**Challenge A:**
From the article on SPL ordered storage, set down the passage starting at "Unlike the row-based" and ending at "appending of data.".
**Challenge B:**
Rewrite the paragraph of the SPL ordered storage article that begins "The ordered storage is to write" as a short list that keeps its main facts.

===== Article

Ordered storage of SPL
The ordered storage is to write the data into external storage (mainly the hard disk) continuously after sorting them by some fields (usually the primary keys or part of primary keys). Not only can the ordered storage achieve low-cost data compression, but it also avoids the read of the hard disk in a frequent jumping way. Moreover, since the data continuously read out from the hard disk during calculation are already in order, it can implement the high-performance algorithms designed specifically for in-order, such as the binary search, fast filtering, ordered grouping, ordered association. In this article, we will introduce the principle of SPL’s ordered storage in detail.
Storage structure
SPL composite table supports two storage methods: row-based storage and columnar storage. As for which method to use, programmers should choose according to actual scenario. The source data are usually written into the composite table in batches, and each batch contains a certain number of records. Since the composite table that adopts the row-based storage also stores the data continuously by records, SPL only needs to write each batch of source data into the composite table file in sequence by records. In this way, it just needs to read the records in sequence when calculating. The code to generate the row-based storage composite table is roughly like this:
file("T-r.ctx").create@r(#f1,#f2,f3...).append(cs)
// Create the row-based storage composite table, and write the data from the cursor cs into the composite table. f1 and f2 are preceded by #, indicating that the two fields are in order. The ordered fields are specified explicitly here to facilitate the use of ordered characteristics when writing calculation code.
Unlike the row-based storage, the columnar storage essentially stores the same fields of each record together, and different fields are stored in different areas. If two or more fields are involved in the calculation, these field values need to be found respectively and combined before use. When generating a columnar storage composite table, SPL first divides it into the data blocks with a certain size, and each data block only stores the data of the same field. Then, write the field values of each batch of source data into the data block of the corresponding field respectively. When a data block is filled with a certain field, it needs to skip the data block that has stored other fields and generate a new data block so as to continue storing the data of this field. The starting and ending positions and size of these data blocks will not change with the appending of data.

==========
===== Record excerpts

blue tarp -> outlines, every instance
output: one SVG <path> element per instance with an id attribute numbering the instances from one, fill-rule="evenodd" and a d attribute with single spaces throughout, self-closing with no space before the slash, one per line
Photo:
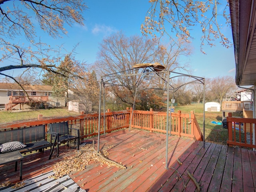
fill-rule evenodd
<path id="1" fill-rule="evenodd" d="M 222 125 L 222 123 L 220 122 L 216 122 L 216 121 L 211 121 L 212 123 L 213 123 L 214 124 L 216 125 Z"/>

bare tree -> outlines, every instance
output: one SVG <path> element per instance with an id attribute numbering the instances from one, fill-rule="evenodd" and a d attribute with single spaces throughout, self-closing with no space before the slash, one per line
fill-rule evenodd
<path id="1" fill-rule="evenodd" d="M 117 72 L 125 74 L 128 70 L 133 69 L 133 65 L 142 63 L 158 62 L 163 64 L 168 70 L 171 70 L 185 68 L 186 65 L 180 65 L 178 59 L 179 56 L 182 54 L 185 54 L 185 52 L 177 49 L 176 46 L 171 44 L 165 46 L 163 44 L 159 45 L 159 42 L 156 38 L 151 40 L 138 36 L 127 37 L 122 32 L 118 32 L 104 40 L 100 44 L 96 67 L 103 75 Z M 181 42 L 180 46 L 185 46 Z M 189 52 L 187 51 L 186 54 L 189 54 Z M 129 73 L 135 73 L 137 72 L 134 70 Z M 121 86 L 112 87 L 112 91 L 116 97 L 131 105 L 133 103 L 135 88 L 139 84 L 142 87 L 144 86 L 147 88 L 162 88 L 166 83 L 160 78 L 159 80 L 155 79 L 154 82 L 148 80 L 146 81 L 148 83 L 144 83 L 140 80 L 140 78 L 141 76 L 134 75 L 117 79 L 117 84 Z M 148 93 L 147 97 L 151 101 L 147 103 L 151 103 L 153 106 L 156 105 L 155 101 L 152 101 L 154 98 L 163 96 L 162 93 L 157 91 L 148 91 Z M 144 99 L 142 97 L 146 97 L 146 95 L 142 92 L 138 93 L 139 96 L 142 95 L 141 102 L 137 101 L 136 102 L 142 103 L 140 107 L 143 109 L 147 107 L 147 105 L 142 102 Z M 160 104 L 157 103 L 157 105 L 160 105 Z"/>
<path id="2" fill-rule="evenodd" d="M 226 95 L 236 90 L 237 87 L 235 82 L 234 77 L 230 76 L 218 76 L 210 81 L 210 93 L 218 99 L 220 106 Z"/>
<path id="3" fill-rule="evenodd" d="M 228 1 L 223 1 L 224 4 L 220 1 L 150 0 L 151 5 L 141 26 L 142 33 L 154 36 L 157 33 L 161 36 L 165 33 L 173 40 L 176 36 L 189 41 L 193 38 L 190 30 L 199 25 L 202 32 L 202 46 L 207 43 L 212 46 L 213 41 L 219 38 L 224 46 L 230 47 L 232 42 L 223 33 L 225 30 L 222 31 L 217 20 L 224 18 L 226 26 L 231 27 Z"/>
<path id="4" fill-rule="evenodd" d="M 56 68 L 60 57 L 50 56 L 56 50 L 36 36 L 34 19 L 42 31 L 56 38 L 66 33 L 65 24 L 83 25 L 82 14 L 86 8 L 82 0 L 0 0 L 0 75 L 18 83 L 4 71 L 36 68 L 59 73 Z M 20 42 L 20 37 L 27 41 Z"/>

==========

**Exercise result A:**
Unlike the row-based storage, the columnar storage essentially stores the same fields of each record together, and different fields are stored in different areas. If two or more fields are involved in the calculation, these field values need to be found respectively and combined before use. When generating a columnar storage composite table, SPL first divides it into the data blocks with a certain size, and each data block only stores the data of the same field. Then, write the field values of each batch of source data into the data block of the corresponding field respectively. When a data block is filled with a certain field, it needs to skip the data block that has stored other fields and generate a new data block so as to continue storing the data of this field. The starting and ending positions and size of these data blocks will not change with the appending of data.

**Exercise result B:**
- Ordered storage writes data continuously to external storage, mainly the hard disk, after sorting it by some fields, usually the primary keys or part of them.
- It achieves low-cost data compression.
- It avoids reading the hard disk in a frequent jumping way.
- Because data read during calculation is already in order, it supports high-performance in-order algorithms such as binary search, fast filtering, ordered grouping, and ordered association.